#### [PROVIDED PASSAGE]
Independent nuclear experts inside and outside Ukraine offer varying and at times contradictory assessments of the likelihood that the conflict will spark a radiological catastrophe. But all agree on one fact: the risk of a meltdown that spreads radioactive poisons across the region would be greater if fission reactions at the plant had not ceased 10 months ago.

In turn, one of the situation’s biggest intangibles is whether Russia will keep Zaporizhzhia’s half-dozen reactors offline, and how Ukraine and the international community might ensure that they do. The focus inside Ukraine is on the embattled plant’s reactor-generator Unit 5, which the plant’s Russian occupiers have kept in a state of “hot shutdown“—a mode of reactor shutdown, as contrasted to a cold shutdown, in which the reactor’s fuel goes relatively cold.


Unit 5’s main pumps continue to circulate cooling water and generate steam, and that means its reactor could be restarted in a matter of hours—regenerating dangerous, short-lived fission products such as radioactive iodines and multiplying by an order of magnitude the heat pouring off the reactor.

Grid operator Ukrenergo urged Ukrainians to use restraint amid hot weather.

In that scenario, an incident that knocked out the plant’s safety systems could cause radioactive release of regional significance, according to a 1 June LinkedIn article posted by Georgiy Balakan, a former special advisor to the president of Energoatom, Ukraine’s state-owned nuclear generator. “The countdown will go not to 10 days before the damage to the core, but to hours,” wrote Balakan.

Power demand will be much higher come this winter. And there is no sign that Russia will stop targeting Ukraine’s energy infrastructure.

(Stored records)

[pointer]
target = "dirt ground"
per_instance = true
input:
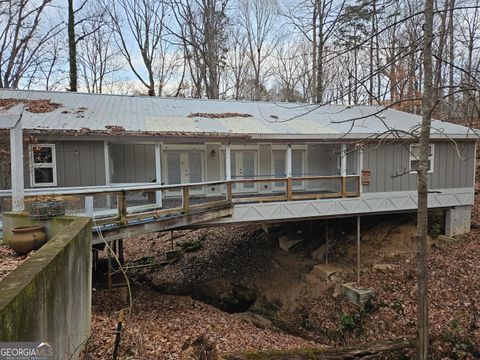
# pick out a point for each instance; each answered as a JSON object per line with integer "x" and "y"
{"x": 281, "y": 304}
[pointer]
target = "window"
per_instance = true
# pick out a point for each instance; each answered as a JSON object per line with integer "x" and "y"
{"x": 414, "y": 154}
{"x": 43, "y": 169}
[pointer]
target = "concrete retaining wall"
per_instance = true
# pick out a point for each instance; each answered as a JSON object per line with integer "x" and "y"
{"x": 48, "y": 297}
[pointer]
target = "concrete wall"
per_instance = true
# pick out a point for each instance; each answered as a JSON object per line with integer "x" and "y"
{"x": 48, "y": 297}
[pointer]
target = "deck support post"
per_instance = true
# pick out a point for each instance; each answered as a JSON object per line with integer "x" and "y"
{"x": 358, "y": 251}
{"x": 288, "y": 171}
{"x": 16, "y": 160}
{"x": 158, "y": 173}
{"x": 326, "y": 242}
{"x": 228, "y": 162}
{"x": 360, "y": 167}
{"x": 343, "y": 168}
{"x": 106, "y": 155}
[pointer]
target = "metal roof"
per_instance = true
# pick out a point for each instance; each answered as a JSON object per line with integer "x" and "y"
{"x": 154, "y": 115}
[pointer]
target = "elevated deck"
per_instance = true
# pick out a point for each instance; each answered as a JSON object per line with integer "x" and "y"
{"x": 125, "y": 210}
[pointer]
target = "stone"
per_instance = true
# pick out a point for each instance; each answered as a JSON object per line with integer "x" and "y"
{"x": 337, "y": 290}
{"x": 383, "y": 266}
{"x": 319, "y": 253}
{"x": 286, "y": 243}
{"x": 258, "y": 320}
{"x": 325, "y": 272}
{"x": 357, "y": 295}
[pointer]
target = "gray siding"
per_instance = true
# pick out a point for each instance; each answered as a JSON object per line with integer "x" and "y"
{"x": 132, "y": 163}
{"x": 79, "y": 163}
{"x": 389, "y": 164}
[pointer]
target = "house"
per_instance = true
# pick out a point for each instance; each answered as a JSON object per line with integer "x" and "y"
{"x": 279, "y": 162}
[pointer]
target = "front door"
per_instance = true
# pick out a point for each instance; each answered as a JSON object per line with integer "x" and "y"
{"x": 243, "y": 165}
{"x": 184, "y": 167}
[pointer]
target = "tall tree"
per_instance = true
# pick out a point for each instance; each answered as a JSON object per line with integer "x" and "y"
{"x": 422, "y": 186}
{"x": 202, "y": 30}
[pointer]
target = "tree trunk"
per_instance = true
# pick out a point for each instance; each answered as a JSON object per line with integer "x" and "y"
{"x": 72, "y": 47}
{"x": 422, "y": 213}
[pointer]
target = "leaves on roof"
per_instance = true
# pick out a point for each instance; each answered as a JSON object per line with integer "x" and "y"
{"x": 219, "y": 115}
{"x": 33, "y": 106}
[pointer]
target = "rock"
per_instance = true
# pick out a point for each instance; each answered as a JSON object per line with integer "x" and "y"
{"x": 286, "y": 243}
{"x": 325, "y": 272}
{"x": 258, "y": 320}
{"x": 383, "y": 266}
{"x": 319, "y": 254}
{"x": 337, "y": 290}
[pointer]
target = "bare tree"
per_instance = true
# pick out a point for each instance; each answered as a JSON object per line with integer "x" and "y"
{"x": 202, "y": 31}
{"x": 144, "y": 21}
{"x": 22, "y": 38}
{"x": 259, "y": 22}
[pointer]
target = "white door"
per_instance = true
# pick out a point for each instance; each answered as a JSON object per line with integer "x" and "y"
{"x": 184, "y": 167}
{"x": 243, "y": 165}
{"x": 279, "y": 167}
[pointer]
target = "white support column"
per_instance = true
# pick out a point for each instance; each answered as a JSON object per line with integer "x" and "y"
{"x": 228, "y": 162}
{"x": 360, "y": 167}
{"x": 358, "y": 250}
{"x": 343, "y": 160}
{"x": 89, "y": 205}
{"x": 158, "y": 172}
{"x": 288, "y": 165}
{"x": 106, "y": 155}
{"x": 16, "y": 159}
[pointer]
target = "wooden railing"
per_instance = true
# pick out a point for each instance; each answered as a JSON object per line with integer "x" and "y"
{"x": 227, "y": 193}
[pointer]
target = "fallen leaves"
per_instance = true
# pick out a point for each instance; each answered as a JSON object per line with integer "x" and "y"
{"x": 33, "y": 106}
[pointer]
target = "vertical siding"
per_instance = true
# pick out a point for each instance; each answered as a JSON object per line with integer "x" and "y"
{"x": 133, "y": 163}
{"x": 213, "y": 162}
{"x": 389, "y": 161}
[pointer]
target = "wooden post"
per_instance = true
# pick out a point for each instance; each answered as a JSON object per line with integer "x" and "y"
{"x": 229, "y": 193}
{"x": 360, "y": 167}
{"x": 228, "y": 162}
{"x": 89, "y": 205}
{"x": 106, "y": 155}
{"x": 16, "y": 160}
{"x": 343, "y": 169}
{"x": 186, "y": 199}
{"x": 122, "y": 208}
{"x": 326, "y": 242}
{"x": 289, "y": 189}
{"x": 158, "y": 173}
{"x": 358, "y": 250}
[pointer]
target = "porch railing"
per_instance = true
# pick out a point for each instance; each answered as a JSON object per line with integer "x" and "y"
{"x": 183, "y": 199}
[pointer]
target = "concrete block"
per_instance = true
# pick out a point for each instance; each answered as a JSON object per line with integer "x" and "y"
{"x": 457, "y": 220}
{"x": 325, "y": 272}
{"x": 286, "y": 243}
{"x": 357, "y": 295}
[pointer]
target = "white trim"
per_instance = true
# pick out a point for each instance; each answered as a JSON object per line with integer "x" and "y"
{"x": 431, "y": 158}
{"x": 34, "y": 166}
{"x": 158, "y": 172}
{"x": 16, "y": 161}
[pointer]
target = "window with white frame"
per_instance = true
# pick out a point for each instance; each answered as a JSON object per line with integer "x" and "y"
{"x": 43, "y": 168}
{"x": 415, "y": 154}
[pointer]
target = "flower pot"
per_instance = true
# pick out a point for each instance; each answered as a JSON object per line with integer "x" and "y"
{"x": 27, "y": 238}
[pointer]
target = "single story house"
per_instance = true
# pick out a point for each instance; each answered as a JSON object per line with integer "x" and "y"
{"x": 286, "y": 161}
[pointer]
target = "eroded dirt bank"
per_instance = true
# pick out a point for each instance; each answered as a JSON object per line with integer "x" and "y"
{"x": 240, "y": 290}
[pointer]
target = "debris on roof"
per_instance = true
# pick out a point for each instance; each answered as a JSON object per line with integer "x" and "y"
{"x": 33, "y": 106}
{"x": 219, "y": 115}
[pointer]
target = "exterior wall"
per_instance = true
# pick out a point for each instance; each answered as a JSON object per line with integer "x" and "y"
{"x": 78, "y": 163}
{"x": 48, "y": 297}
{"x": 390, "y": 162}
{"x": 132, "y": 163}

#### [TASK REQUIREMENTS]
**A.** Select each line in the records that contains the string "window", copying every such line.
**B.** Write the next part of the passage about the Zaporizhzhia nuclear plant, picking up after its final sentence.
The passage and the records have no connection to each other.

#### [RESULTS FOR EACH TASK]
**A.**
target = "window"
target = "window with white frame"

**B.**
For a month now, Rosatom, the Russian state-owned nuclear energy giant operating the occupied plant, has ignored repeated orders by Ukraine’s nuclear regulator to turn off Unit 5’s big pumps and cool it down. The State Nuclear Regulatory Inspectorate of Ukraine cites water supplies diminished by the dam’s destruction, as well as the deteriorated conditions on-site under Russian occupation.

Rosatom’s intransigence has some Ukrainian experts pondering how the country might force Russia’s hand. One possible stratagem shared with IEEE Spectrum by a senior nuclear safety expert would be to constrain the plant’s links to the power grid. Depriving the plant of the power required to run its big pumps would also make its reactors much harder to restart.

Deliberately cutting electricity flows flies in the face of conventional nuclear safety practice, which seeks to maximize power supplies to critical safety systems. Ukrainian linesmen repeatedly risked their lives last year, repairing breaks that bumped the Zaporizhzhia station offline while reactors were operating at full tilt.

But independent experts say even Unit 5’s fuel has now cooled to a degree where its safety systems require minimal power.

Several unusual media statements yesterday raised the possibility that a creative intervention such as trimming the plant’s power feed could be underway already. Energoatom reported that Rosatom was pushing the Unit 4 reactor into hot shutdown, then deleted its posts, explaining that they were “unconfirmed.”

Around the same time yesterday, Ukraine’s military intelligence chief Kyrylo Budanov, who has claimed for weeks that Russia would provoke a nuclear incident, then told Reuters that, “the threat is decreasing.” Budanov declined to explain the revised threat assessment.

Desperate Measures

To restart one or more reactors, Rosatom must lift the reactors’ control rods and dilute the boronic acid in the plant’s primary cooling water. The latter requires operation of the main circulation pumps (MCP), according to the senior safety expert who spoke with IEEE Spectrum. “Without MCP it is very difficult,” says the source, whose identity has been withheld, because they are not authorized to speak to the press.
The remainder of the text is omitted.